* _Task requirements_
Can you reproduce every line of the following material word for word?

>> START Provided entries

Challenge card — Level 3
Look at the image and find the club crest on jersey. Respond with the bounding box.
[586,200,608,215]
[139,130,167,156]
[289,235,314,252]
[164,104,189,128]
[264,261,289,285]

>> END Provided entries

* _Task result_
Challenge card — Level 3
Look at the image and find the club crest on jersey. Respond with the bounding box.
[586,200,608,215]
[139,130,167,156]
[289,235,314,252]
[164,104,189,128]
[264,261,289,285]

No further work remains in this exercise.